### Vorgegebener Text:
Die Faust wurde zuerst an einem einfachen Makiwara gestählt, einem fest geflochtenen, in Okinawa hergestellten Strohbündel. Der Makiwara war an einem den Schlag abfangenden Stock oder Brett befestigt und diente dazu, die Exaktheit der Schläge zu erhöhen und gleichzeitig auch die „Polsterung“ der Arme und Beine zu verbessern. Von dem Stroh ging man dann wiederum zu einem Sack mit Bohnen, dann zu einem Brett, zu Kieselsteinen und schließlich zu gehärtetem Eisen über. Es wurde auch empfohlen, die Fäuste abwechselnd in heißes und in Eiswasser einzutauchen. In der freien Natur dienten als Makiwara natürlich auch junge Bäume, die beim Schlag wie eine Feder zurückschnellten. Wurde der Schlag jedoch mit der erforderlichen Konzentration ausgeführt, dann konnte er sogar einen federnden Ast abbrechen und nach jahrelangem Training sogar ein Bäumchen fällen. Der gleichen Kräftigung wurden auch die Beine unterzogen, teilweise auch der Kopf. Untersuchungsergebnisse der letzten Jahre sprechen dafür, daß der Faustschlag im Karate Mittelwerte von 700 Kilogramm erreicht und der Schlag mit dem Bein mehr als eine Tonne. Möglicherweise haben die alten Meister, die ja ihr ganzes Leben dem Training widmeten, auch noch höhere Werte erreicht. Die Kräftigung der Extremitäten diente in erster Linie zur Entwicklung eines richtigen, sauberen, konzentrierten Schlages. Hier hat auch die im modernen Karate fest verwurzelte Praxis des Tameshiwari ihren Ursprung, ein Test, bei dem harte Gegenstände verbogen werden.

### Auszüge aus Datensätzen:
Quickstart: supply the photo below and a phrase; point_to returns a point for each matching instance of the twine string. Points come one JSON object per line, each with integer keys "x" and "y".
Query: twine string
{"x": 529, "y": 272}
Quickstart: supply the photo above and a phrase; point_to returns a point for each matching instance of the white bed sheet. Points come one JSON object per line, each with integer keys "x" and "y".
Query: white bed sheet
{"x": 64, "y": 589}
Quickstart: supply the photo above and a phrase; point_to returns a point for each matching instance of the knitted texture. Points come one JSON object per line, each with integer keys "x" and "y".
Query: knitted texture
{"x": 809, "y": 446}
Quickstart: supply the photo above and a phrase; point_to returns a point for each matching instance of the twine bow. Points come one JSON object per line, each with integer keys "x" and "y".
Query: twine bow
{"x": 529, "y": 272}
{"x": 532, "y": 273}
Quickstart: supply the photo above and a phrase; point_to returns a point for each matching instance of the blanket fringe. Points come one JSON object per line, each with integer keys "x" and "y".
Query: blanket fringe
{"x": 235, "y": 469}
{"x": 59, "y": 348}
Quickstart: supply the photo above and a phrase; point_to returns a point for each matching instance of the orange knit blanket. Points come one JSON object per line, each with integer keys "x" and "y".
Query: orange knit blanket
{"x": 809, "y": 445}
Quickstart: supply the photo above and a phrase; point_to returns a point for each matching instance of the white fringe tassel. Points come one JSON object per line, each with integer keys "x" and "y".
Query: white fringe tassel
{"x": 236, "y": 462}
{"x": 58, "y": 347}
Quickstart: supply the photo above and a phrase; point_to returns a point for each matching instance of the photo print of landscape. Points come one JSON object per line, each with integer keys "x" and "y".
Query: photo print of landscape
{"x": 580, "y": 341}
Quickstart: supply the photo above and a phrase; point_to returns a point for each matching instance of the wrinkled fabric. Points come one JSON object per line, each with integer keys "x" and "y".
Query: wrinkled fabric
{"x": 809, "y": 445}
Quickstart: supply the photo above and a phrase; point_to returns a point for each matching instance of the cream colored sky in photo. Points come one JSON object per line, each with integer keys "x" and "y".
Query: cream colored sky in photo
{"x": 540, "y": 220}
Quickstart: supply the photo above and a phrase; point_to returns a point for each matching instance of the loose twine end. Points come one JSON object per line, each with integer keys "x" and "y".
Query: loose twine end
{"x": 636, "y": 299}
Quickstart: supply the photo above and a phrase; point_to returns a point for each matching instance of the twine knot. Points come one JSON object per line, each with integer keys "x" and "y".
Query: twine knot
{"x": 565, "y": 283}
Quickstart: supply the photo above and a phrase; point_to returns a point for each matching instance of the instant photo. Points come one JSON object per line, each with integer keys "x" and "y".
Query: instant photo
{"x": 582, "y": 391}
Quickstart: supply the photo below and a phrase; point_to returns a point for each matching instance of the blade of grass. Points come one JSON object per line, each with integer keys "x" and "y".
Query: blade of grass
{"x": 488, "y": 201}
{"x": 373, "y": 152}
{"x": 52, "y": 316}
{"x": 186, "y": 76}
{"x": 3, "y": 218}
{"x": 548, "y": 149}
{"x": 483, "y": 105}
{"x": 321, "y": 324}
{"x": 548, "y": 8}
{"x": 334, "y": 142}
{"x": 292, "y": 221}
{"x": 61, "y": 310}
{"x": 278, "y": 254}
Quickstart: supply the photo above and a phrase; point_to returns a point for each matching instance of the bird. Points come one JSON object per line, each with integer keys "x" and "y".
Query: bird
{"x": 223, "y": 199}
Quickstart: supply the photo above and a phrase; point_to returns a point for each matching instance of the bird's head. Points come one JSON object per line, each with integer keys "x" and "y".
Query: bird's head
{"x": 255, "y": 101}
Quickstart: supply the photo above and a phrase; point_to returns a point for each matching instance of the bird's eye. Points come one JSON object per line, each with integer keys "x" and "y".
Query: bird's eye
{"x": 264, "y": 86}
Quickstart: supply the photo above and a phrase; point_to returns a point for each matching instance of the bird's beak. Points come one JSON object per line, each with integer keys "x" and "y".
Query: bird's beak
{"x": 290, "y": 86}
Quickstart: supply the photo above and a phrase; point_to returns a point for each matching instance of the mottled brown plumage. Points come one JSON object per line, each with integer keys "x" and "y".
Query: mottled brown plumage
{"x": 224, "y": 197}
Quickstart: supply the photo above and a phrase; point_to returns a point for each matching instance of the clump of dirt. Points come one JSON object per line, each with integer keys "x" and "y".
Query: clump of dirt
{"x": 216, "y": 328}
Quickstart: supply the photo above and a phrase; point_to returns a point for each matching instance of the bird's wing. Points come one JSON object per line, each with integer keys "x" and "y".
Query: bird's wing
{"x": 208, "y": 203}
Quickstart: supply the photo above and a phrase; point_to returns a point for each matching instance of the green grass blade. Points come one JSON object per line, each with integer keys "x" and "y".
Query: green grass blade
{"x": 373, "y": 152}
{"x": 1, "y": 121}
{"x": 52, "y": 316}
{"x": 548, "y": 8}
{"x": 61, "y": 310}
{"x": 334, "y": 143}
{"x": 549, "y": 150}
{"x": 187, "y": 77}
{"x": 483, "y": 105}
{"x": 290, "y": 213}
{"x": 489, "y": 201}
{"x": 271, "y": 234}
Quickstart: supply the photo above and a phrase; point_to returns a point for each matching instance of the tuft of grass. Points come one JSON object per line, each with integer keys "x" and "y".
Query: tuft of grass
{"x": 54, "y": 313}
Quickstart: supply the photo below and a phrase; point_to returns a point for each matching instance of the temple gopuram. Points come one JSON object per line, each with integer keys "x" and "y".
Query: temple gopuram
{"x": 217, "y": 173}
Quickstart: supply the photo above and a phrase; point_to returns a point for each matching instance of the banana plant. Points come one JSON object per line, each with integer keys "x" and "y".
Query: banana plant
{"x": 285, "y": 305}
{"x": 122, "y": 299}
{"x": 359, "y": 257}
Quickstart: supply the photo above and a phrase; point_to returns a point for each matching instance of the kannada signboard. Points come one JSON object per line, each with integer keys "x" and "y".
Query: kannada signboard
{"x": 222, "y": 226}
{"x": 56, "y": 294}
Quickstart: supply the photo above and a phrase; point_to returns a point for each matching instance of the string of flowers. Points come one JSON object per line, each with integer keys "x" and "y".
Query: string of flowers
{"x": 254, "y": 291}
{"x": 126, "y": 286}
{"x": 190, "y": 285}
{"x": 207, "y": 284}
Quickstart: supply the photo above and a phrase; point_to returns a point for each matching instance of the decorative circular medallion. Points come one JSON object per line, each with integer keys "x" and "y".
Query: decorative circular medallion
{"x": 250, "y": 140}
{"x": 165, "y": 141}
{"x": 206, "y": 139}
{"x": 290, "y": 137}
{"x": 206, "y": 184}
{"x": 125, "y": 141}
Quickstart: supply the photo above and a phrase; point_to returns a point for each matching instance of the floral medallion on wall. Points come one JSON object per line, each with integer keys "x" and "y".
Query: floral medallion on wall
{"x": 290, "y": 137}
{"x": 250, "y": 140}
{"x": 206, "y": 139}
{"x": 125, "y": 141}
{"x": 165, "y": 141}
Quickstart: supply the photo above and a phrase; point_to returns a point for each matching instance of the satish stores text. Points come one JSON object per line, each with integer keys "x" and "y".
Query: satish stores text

### Auszuführende Aufgaben:
a – Übertragen Sie aus den Datensätzen unverändert den Abschnitt von der Zeile mit „of the floral“ bis einschließlich zum Ende der Datensätze.
b – Führen Sie den Text über das Abhärten im Karatetraining im Anschluss an seinen letzten Satz weiter.

### Lösungen zur Übung:
a –
Quickstart: supply the photo above and a phrase; point_to returns a point for each matching instance of the floral medallion on wall. Points come one JSON object per line, each with integer keys "x" and "y".
Query: floral medallion on wall
{"x": 290, "y": 137}
{"x": 250, "y": 140}
{"x": 206, "y": 139}
{"x": 125, "y": 141}
{"x": 165, "y": 141}
Quickstart: supply the photo above and a phrase; point_to returns a point for each matching instance of the satish stores text. Points come one JSON object per line, each with integer keys "x" and "y".
Query: satish stores text

b –
Die Philosophie des Okinawa-Karate

Okinawa ist reich an Parabeln, und Karate-Meister erzählen gerne die Geschichten von dem armen Fischer, dessen Schrein heute in einer Kleinstadt südlich von Naha steht. Dieser arme Mann hatte während der Zeit japanischen Besatzung von einem Samurai Geld geliehen. Als der Tag kam, an dem er seine Schulden bezahlen sollte, besaß er nicht einen Pfennig Geld. Als der erzürnte Samurai sein scharfes Schwert zog, um den Fischer zu töten, rief der arme Mann aus: “ Laß mich dir sagen, bevor du mich tötest, daß ich eben begonnen habe, die Kunst der leeren Hand zu erkennen, und dort brachte man mir als erstes bei, daß man niemals im Zorn zuschlagen dürfte.“ Der Samurai war so verblüfft über diese Worte, daß er den Fischer laufen ließ.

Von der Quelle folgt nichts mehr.